[Document extract]
Instructivist / The Instructivist viewpoint (ID1) is characterised as “teaching as the transmission of knowledge ; teaching as the efficient orchestration of teaching skills…whereas the Constructivist viewpoint is characterised as “teacyhing as the facilitation of learning” Biggs, J. (1989). Approaches to the Enhancement of Tertiary Teaching. Higher Education Research and Development 8(1) : 7-25. [R2896, from R1605] [Biggs’ view is overly polarised]
Intelligence / Howard Gardner’s 8 criteria for an Intelligence : “(1) Potential isolation by brain damage, (2) Experience of idiot savants, prodigies and other exceptional individuals, (3) An identifiable core set of operations – basic kinds of information processing operations or mechanisms that deal with one specific kind of input, (4) A distinctive developmental history, along with a set of ‘end state’ performances, (5) An evolutionary history and evolutionary plausibility, (6) Support from experimental and psychological tasks, (7) Support from psychometric findings, and (8) Susceptibility to encoding from a symbol system. (from Gardner, H. (1983) Frames of Mind, Basic Books, New York. [check this ref ? see R1821] quoted from Hoerr, T. (1997) ‘The Naturalist Intelligence', Mindshift Connection, online publication of Zephyr Press, through Also available in the book Succeeding with Multiple Intelligences : Teaching through the Personal Intelligences, Zephyr Press. [R1825] )

[Given records]
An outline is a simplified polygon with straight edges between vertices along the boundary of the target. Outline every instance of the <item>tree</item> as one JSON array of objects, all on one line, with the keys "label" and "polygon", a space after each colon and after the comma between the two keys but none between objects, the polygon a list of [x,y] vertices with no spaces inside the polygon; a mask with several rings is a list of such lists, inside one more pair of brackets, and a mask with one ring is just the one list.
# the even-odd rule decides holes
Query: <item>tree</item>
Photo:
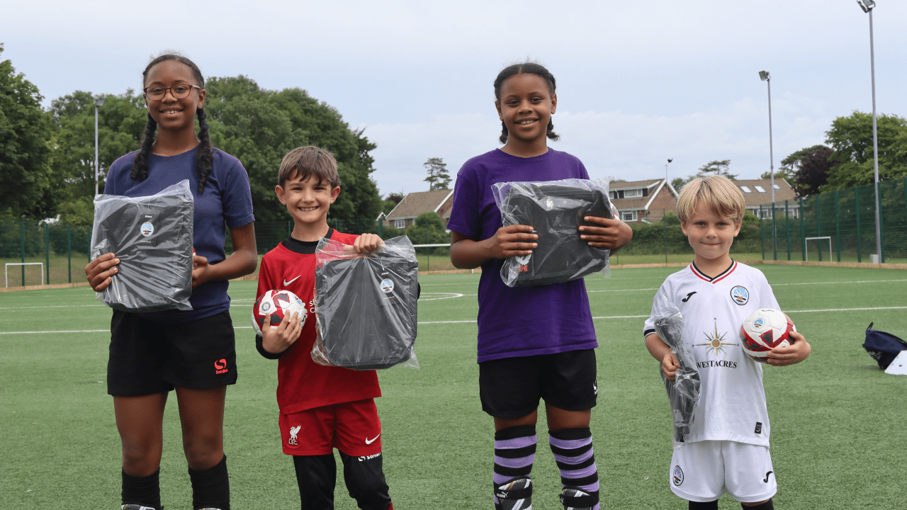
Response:
[{"label": "tree", "polygon": [[797,195],[813,195],[828,181],[828,172],[834,166],[833,151],[824,145],[813,145],[801,149],[781,160],[786,172],[793,173],[788,181]]},{"label": "tree", "polygon": [[56,214],[54,191],[63,178],[50,165],[52,128],[43,99],[9,60],[0,62],[0,219]]},{"label": "tree", "polygon": [[428,158],[428,161],[422,163],[428,171],[428,177],[424,179],[428,182],[428,191],[446,190],[451,183],[451,176],[447,173],[447,163],[441,158]]},{"label": "tree", "polygon": [[205,88],[211,142],[246,167],[258,220],[287,219],[274,185],[284,154],[302,145],[327,149],[337,160],[341,192],[328,220],[377,217],[382,201],[369,153],[376,145],[362,130],[350,130],[336,109],[302,89],[264,90],[247,76],[211,78]]},{"label": "tree", "polygon": [[722,175],[734,181],[737,178],[736,175],[730,172],[731,161],[730,160],[721,160],[708,162],[707,163],[699,167],[699,172],[697,172],[696,177],[708,177],[710,175]]},{"label": "tree", "polygon": [[444,221],[437,212],[423,212],[415,222],[406,229],[413,244],[440,244],[450,242],[450,234],[444,230]]},{"label": "tree", "polygon": [[[879,115],[879,181],[907,176],[907,119]],[[838,117],[825,132],[825,142],[834,150],[834,166],[823,191],[872,184],[874,181],[873,115],[854,111]]]},{"label": "tree", "polygon": [[[63,206],[83,198],[91,201],[94,195],[94,95],[75,91],[52,101],[48,113],[55,128],[52,165],[66,181],[59,203]],[[98,111],[99,192],[103,192],[111,163],[139,148],[147,114],[141,95],[132,89],[104,97],[104,105]],[[73,211],[70,206],[65,209]]]}]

[Stated goal] In the glossary text, which book by Howard Gardner is cited as the source of his criteria for an intelligence? Answer from the glossary text alone, without relying on the records.

[Worked solution] Frames of Mind, published in 1983 by Basic Books, New York.